[What is needed] Sort through the entries below and pull out lines containing the word "deck".

[Available data]
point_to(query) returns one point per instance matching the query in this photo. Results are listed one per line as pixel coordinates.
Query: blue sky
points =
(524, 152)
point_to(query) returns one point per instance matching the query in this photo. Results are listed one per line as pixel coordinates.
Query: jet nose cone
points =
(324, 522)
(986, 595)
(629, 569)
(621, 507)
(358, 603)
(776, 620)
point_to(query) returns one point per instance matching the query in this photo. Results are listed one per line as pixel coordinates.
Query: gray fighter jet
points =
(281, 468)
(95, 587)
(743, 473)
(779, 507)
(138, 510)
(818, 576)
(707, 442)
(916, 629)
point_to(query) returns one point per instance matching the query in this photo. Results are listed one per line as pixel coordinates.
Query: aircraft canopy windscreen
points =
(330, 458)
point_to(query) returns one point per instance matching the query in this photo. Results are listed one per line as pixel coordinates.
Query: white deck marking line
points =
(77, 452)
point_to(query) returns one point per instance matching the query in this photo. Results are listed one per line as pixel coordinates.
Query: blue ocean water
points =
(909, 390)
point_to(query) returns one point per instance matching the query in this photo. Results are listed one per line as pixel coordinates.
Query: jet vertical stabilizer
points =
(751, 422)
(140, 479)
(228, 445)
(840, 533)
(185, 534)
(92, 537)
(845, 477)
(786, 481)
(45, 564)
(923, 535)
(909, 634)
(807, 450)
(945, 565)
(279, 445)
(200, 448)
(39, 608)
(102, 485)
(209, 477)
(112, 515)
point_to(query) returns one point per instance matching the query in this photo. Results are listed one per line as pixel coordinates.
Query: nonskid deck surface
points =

--

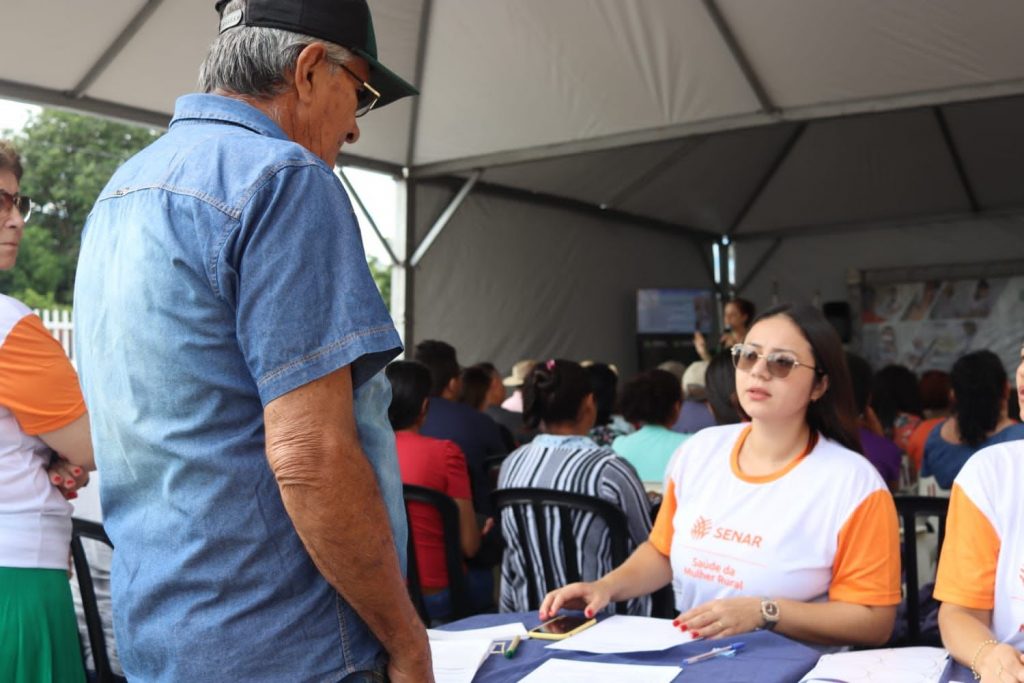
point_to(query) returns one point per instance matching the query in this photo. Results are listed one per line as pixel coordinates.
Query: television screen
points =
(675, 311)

[Your response]
Query: white deck marking line
Query: nonskid deck surface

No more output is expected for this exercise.